--- RECORDS FOR THE TASK ---

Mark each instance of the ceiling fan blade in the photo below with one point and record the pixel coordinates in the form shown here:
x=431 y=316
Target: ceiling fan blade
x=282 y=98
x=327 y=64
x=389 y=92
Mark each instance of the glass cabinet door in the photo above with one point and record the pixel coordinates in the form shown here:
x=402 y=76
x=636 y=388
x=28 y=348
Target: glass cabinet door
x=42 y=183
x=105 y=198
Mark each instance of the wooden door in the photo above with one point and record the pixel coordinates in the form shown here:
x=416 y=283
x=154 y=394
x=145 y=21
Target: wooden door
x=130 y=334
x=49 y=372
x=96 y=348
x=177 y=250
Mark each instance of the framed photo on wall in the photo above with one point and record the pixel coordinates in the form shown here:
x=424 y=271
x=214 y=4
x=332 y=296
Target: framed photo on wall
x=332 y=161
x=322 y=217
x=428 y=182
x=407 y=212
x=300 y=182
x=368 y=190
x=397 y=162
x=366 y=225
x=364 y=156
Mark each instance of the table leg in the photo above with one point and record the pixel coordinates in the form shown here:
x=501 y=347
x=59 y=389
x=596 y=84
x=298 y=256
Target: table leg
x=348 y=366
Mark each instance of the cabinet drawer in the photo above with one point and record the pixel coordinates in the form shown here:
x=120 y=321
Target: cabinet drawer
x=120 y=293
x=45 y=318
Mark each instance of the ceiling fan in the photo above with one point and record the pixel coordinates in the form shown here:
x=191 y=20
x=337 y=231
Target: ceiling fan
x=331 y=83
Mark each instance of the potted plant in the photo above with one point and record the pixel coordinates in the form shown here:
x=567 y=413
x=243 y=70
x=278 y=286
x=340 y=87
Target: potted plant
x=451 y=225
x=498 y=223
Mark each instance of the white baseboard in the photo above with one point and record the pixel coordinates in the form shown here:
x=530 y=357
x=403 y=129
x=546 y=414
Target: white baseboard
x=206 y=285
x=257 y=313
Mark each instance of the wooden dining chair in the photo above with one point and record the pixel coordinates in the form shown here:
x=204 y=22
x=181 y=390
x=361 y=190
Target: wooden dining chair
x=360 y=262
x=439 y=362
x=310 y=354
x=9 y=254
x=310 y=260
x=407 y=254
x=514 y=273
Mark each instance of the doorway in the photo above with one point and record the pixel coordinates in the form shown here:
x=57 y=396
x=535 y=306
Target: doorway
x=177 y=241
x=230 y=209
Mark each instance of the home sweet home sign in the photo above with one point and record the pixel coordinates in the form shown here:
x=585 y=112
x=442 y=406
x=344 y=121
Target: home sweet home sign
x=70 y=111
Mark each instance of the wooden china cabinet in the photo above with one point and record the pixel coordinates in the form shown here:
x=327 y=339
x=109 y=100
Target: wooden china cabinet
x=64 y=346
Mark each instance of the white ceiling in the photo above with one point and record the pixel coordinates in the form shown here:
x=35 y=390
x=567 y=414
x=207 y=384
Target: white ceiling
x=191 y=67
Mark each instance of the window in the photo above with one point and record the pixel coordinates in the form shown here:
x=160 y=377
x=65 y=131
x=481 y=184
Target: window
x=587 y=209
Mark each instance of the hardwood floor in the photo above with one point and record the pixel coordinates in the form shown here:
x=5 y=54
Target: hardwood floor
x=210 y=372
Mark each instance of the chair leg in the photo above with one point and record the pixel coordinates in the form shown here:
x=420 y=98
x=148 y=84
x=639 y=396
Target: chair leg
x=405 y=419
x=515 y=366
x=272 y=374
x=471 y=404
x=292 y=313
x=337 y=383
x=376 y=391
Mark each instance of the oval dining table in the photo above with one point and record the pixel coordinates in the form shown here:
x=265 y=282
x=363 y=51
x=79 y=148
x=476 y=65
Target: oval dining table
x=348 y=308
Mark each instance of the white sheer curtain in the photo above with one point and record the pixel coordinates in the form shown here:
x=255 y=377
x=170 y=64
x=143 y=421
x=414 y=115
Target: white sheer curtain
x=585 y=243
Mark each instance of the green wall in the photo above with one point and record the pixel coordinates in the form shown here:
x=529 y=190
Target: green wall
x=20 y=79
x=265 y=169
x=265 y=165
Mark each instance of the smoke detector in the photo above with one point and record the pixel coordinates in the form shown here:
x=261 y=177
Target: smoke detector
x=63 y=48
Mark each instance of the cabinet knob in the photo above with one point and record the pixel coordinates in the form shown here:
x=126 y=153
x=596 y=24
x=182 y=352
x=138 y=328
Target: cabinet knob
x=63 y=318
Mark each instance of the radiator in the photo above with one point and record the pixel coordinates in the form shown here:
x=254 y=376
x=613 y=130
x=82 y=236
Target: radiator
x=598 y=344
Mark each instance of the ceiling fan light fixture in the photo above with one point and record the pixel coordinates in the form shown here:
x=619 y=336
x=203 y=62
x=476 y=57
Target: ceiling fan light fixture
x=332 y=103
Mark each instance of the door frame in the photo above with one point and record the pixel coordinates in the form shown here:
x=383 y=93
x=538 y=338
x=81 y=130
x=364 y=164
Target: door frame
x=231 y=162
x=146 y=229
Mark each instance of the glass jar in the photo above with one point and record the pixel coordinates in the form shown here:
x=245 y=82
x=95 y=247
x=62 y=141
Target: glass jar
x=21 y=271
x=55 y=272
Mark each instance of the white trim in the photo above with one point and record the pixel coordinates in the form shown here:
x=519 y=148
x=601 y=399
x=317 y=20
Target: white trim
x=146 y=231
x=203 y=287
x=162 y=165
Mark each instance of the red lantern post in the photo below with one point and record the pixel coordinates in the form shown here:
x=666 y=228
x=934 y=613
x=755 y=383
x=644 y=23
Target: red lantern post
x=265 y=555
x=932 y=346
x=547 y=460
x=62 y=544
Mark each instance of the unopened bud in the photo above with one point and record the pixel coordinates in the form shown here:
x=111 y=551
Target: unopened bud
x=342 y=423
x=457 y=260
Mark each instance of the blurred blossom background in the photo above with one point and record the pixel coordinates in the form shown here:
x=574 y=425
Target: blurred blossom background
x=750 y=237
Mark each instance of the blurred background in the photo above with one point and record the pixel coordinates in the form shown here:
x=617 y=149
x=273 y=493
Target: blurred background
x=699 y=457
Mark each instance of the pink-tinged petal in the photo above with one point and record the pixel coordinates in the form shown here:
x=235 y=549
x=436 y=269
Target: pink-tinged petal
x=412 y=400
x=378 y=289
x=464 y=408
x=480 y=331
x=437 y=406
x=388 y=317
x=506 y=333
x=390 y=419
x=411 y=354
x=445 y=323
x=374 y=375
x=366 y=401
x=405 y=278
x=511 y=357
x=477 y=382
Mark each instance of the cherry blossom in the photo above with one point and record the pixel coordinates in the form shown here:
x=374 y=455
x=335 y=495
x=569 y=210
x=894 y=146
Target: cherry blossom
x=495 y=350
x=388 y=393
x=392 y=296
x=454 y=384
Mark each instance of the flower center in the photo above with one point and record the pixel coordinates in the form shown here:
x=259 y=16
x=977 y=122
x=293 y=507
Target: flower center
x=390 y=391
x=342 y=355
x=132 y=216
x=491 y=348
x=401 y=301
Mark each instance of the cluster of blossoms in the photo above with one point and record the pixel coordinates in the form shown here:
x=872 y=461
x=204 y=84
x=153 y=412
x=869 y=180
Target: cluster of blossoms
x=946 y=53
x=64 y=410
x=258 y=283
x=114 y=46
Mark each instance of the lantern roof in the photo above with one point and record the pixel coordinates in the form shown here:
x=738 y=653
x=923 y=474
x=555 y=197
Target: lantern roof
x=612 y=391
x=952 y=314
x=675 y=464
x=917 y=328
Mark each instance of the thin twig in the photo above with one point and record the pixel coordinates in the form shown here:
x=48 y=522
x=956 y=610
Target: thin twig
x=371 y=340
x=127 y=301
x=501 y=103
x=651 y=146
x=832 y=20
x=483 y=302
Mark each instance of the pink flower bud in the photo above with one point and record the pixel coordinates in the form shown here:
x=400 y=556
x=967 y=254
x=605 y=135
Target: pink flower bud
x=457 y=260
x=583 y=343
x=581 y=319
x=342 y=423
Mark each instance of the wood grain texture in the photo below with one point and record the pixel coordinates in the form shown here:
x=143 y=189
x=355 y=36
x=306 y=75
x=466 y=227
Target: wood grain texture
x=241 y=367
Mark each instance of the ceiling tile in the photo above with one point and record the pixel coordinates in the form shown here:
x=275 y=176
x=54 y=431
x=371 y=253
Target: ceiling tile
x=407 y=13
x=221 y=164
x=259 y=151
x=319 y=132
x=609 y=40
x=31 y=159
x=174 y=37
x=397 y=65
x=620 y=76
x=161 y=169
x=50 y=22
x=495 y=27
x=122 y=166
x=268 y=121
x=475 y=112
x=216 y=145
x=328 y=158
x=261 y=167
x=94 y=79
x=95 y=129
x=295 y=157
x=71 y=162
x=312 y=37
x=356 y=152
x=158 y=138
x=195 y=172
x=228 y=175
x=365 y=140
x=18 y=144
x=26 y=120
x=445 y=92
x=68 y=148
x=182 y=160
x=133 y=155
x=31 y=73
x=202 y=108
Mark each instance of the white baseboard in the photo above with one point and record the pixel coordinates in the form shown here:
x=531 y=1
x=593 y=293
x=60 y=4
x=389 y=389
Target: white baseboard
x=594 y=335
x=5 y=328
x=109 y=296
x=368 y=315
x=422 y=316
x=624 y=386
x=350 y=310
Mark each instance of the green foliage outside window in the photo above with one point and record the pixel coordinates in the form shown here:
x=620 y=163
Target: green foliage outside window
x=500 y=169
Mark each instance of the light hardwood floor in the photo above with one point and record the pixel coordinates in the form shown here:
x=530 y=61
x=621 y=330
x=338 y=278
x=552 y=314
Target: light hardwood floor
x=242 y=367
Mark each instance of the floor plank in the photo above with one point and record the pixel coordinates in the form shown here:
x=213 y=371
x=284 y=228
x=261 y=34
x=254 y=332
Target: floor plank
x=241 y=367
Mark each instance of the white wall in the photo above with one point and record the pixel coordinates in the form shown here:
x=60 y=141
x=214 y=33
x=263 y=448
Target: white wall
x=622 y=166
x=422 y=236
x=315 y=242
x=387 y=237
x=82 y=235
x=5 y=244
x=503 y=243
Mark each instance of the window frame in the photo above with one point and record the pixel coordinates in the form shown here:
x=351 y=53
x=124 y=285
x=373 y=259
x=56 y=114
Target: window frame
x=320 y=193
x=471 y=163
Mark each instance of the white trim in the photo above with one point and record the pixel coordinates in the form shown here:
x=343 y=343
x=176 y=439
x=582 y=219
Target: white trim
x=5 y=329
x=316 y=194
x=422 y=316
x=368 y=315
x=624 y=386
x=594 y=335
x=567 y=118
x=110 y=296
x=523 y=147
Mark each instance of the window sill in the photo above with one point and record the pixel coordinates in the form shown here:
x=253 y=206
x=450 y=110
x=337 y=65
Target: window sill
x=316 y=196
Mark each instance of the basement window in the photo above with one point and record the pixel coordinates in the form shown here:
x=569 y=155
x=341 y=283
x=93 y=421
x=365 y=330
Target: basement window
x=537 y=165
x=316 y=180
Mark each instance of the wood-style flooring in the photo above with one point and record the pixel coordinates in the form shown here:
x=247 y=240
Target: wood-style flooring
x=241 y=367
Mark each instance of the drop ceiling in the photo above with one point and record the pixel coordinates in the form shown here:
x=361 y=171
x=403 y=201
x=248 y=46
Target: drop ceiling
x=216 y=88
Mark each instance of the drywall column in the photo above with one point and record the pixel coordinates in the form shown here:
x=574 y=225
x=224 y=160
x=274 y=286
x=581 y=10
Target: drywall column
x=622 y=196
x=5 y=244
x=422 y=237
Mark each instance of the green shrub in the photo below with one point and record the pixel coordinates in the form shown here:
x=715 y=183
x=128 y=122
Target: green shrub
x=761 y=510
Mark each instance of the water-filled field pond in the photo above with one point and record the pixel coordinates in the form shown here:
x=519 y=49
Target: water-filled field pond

---

» **WORK INSTRUCTION**
Keep both end lines and retype everything in the records above from the line containing "Target: basement window" through the line containing "Mark each instance of the drywall", exactly, with nothing else.

» **PROBLEM SOLUTION**
Target: basement window
x=537 y=165
x=316 y=180
Mark each instance of the wood-style flooring in the photo above with one point and record the pixel coordinates in the form shown here:
x=247 y=240
Target: wood-style flooring
x=241 y=367
Mark each instance of the drop ceiling in the photo above with one point and record the pixel coordinates in the form shown here:
x=361 y=171
x=403 y=201
x=248 y=46
Target: drop ceiling
x=216 y=88
Mark each instance of the drywall column in the photo above with one point and record the pixel coordinates in the form shown here:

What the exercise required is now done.